**Information provided**
++++++

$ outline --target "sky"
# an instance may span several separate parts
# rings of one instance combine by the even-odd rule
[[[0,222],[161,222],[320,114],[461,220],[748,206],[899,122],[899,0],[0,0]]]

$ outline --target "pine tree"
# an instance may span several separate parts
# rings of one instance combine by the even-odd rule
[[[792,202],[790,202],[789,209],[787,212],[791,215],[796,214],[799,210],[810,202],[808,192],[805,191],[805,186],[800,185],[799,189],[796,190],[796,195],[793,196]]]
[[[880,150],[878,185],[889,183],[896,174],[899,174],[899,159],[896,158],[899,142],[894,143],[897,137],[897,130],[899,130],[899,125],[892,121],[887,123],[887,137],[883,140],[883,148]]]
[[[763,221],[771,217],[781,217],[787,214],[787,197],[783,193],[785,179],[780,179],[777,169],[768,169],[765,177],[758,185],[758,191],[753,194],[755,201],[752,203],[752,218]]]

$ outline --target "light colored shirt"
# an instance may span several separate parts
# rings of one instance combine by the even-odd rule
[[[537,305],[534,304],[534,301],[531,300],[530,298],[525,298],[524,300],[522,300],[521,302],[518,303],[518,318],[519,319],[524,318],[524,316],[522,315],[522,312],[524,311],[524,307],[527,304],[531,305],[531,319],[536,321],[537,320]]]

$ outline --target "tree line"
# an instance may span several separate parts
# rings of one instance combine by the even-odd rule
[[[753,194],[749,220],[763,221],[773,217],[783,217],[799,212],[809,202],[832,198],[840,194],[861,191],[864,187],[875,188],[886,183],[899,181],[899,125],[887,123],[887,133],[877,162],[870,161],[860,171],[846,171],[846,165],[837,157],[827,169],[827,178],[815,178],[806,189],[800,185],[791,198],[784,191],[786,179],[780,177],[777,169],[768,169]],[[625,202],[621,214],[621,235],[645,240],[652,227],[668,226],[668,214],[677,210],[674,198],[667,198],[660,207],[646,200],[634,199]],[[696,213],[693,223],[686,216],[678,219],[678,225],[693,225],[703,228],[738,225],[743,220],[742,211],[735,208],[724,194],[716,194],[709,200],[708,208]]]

++++++

Every line must be copied exactly as it stands above.

**Solution**
$ outline --target "sky"
# an instance may span several separate parts
# rings of one instance combine by the even-odd rule
[[[0,222],[161,222],[320,114],[461,220],[748,206],[899,122],[899,0],[0,0]]]

$ outline --target "pine tree"
# an instance may span several separate parts
# rings of one instance combine by the even-odd rule
[[[792,202],[790,202],[789,209],[787,212],[791,215],[796,214],[799,210],[810,202],[808,192],[805,191],[805,186],[800,185],[799,189],[796,190],[796,195],[793,196]]]
[[[880,150],[878,185],[889,183],[896,174],[899,174],[899,159],[896,158],[899,142],[894,143],[897,137],[897,130],[899,130],[899,125],[892,121],[887,123],[887,137],[883,140],[883,148]]]
[[[763,221],[771,217],[781,217],[787,214],[787,197],[783,193],[785,179],[780,179],[777,169],[768,169],[765,177],[758,185],[758,191],[753,194],[755,201],[752,203],[752,218]]]

$ outline --target "light colored shirt"
# an instance may span several separate parts
# rings of one instance combine by the even-odd rule
[[[537,305],[534,304],[534,301],[531,300],[530,298],[525,298],[524,300],[522,300],[521,302],[518,303],[518,318],[519,319],[524,318],[524,316],[522,315],[522,312],[524,311],[524,307],[527,304],[531,305],[531,319],[536,321],[537,320]]]

$ outline --target "tree line"
# an instance may span several separate parts
# rings of one instance combine by the even-odd rule
[[[753,194],[749,220],[763,221],[773,217],[783,217],[799,212],[809,202],[832,198],[840,194],[861,191],[864,187],[875,188],[886,183],[899,181],[899,125],[887,123],[887,133],[877,162],[870,161],[860,171],[846,171],[846,165],[837,157],[827,169],[827,178],[815,178],[806,189],[800,185],[791,198],[784,191],[786,179],[780,177],[777,169],[768,169]],[[625,202],[621,214],[621,235],[645,240],[652,227],[668,226],[668,214],[677,210],[674,198],[667,198],[660,207],[646,200],[634,199]],[[696,213],[693,223],[686,216],[678,219],[678,225],[693,225],[703,228],[738,225],[743,220],[742,211],[735,208],[724,194],[716,194],[709,200],[708,208]]]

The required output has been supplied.